## Given passage
=-=-=

Fairport, New York, April 15, 1999 -- Canandaigua Brands, Inc. (Nasdaq: CBRNA and CBRNB) today reported net income before extraordinary items of $12 million for the three months ended February 28, 1999 ("Fourth Quarter 1999") and $62 million for the twelve months ended February 28, 1999 (" Fiscal 1999"), increases of 85 percent and 31 percent, respectively. Net income before extraordinary items for both Fourth Quarter 1999 and Fiscal 1999 includes an after-tax nonrecurring charge of approximately $2 million arising from the closing of a production facility. Earnings per share on a diluted basis before extraordinary items but inclusive of the nonrecurring charge were $0.65 for Fourth Quarter 1999 and $3.30 for Fiscal 1999, increases of 97 percent and 34 percent as compared to Fourth Quarter 1998 and Fiscal 1998.

All results reflect a change in the Company's method of accounting for inventory valuation from the last-in, first-out (LIFO) method to the first-in, first-out (FIFO) method. The Company made this change in accounting method primarily to better match revenues and expenses of the products sold and to provide financial comparability to other publicly-traded companies in the industry.

=-=-=

## Material

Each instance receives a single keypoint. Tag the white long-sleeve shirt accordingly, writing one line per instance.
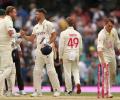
(107, 42)
(43, 30)
(70, 41)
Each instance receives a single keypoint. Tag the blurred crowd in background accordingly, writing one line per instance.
(88, 18)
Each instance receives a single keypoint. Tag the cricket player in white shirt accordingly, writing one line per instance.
(45, 33)
(7, 38)
(70, 49)
(108, 40)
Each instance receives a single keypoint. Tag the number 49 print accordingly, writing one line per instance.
(73, 42)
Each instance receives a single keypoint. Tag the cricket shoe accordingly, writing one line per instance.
(78, 88)
(22, 92)
(56, 93)
(36, 94)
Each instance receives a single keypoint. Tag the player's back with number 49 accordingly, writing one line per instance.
(70, 44)
(70, 48)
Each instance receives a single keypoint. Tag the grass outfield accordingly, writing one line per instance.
(49, 96)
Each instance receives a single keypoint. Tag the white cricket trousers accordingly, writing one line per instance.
(7, 69)
(71, 68)
(40, 61)
(112, 72)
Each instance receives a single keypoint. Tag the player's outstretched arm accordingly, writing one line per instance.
(28, 38)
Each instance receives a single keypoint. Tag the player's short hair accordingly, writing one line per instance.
(9, 9)
(109, 20)
(70, 21)
(2, 12)
(42, 10)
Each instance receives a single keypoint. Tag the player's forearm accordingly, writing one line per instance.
(101, 57)
(28, 38)
(53, 37)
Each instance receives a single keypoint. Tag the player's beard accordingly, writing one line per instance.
(37, 19)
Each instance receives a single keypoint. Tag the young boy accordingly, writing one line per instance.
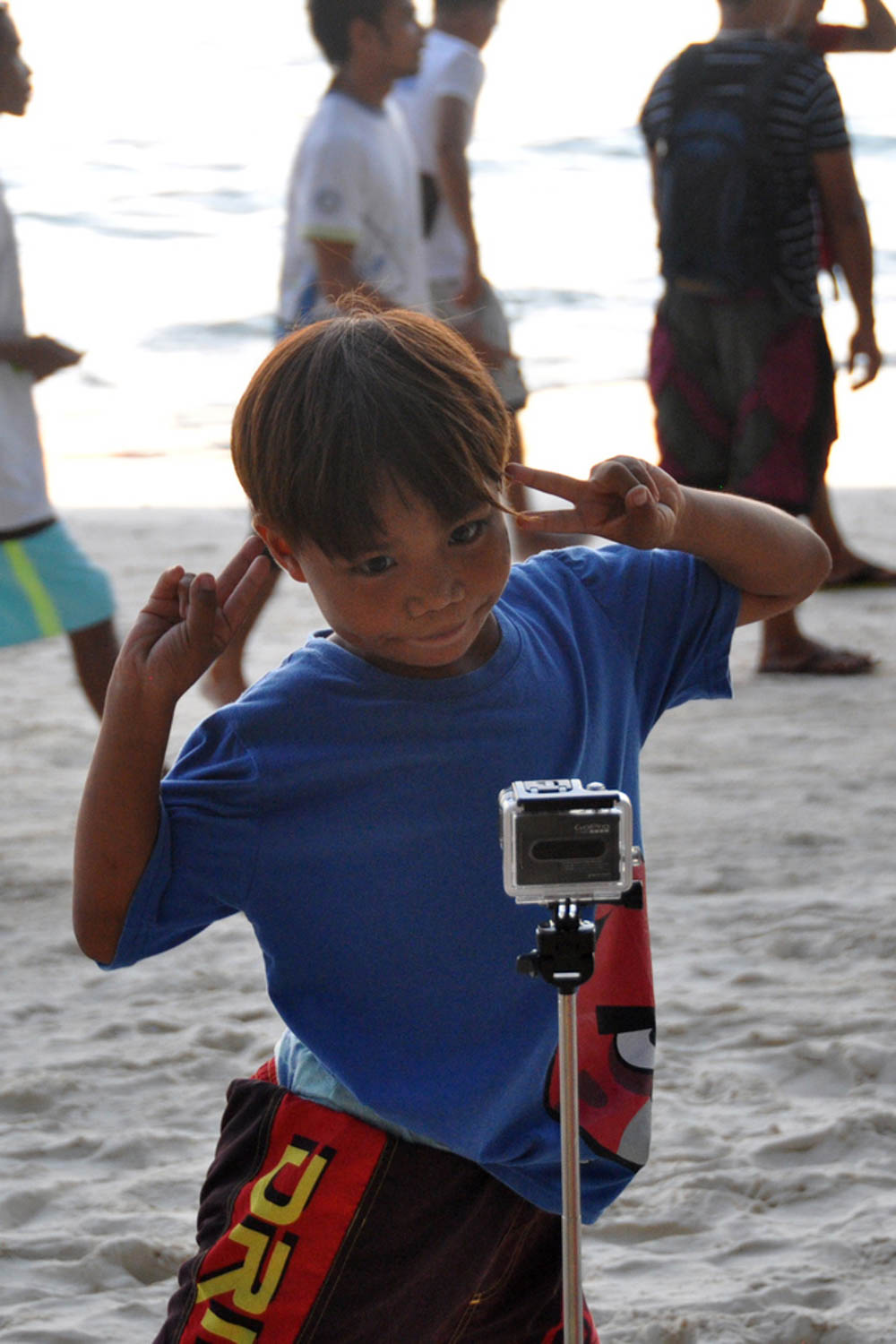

=-=-=

## Tasks and exercises
- A) In the earnings report, what were Canandaigua Brands' diluted earnings per share before extraordinary items for Fiscal 1999?
- B) Translate this sentence from the earnings report into Spanish: "The Company made this change in accounting method primarily to better match revenues and expenses of the products sold and to provide financial comparability to other publicly-traded companies in the industry."

## Task-by-task results
- A) $3.30

- B) La Compañía realizó este cambio en el método contable principalmente para lograr una mejor correspondencia entre los ingresos y los gastos de los productos vendidos y para ofrecer comparabilidad financiera con otras empresas del sector que cotizan en bolsa.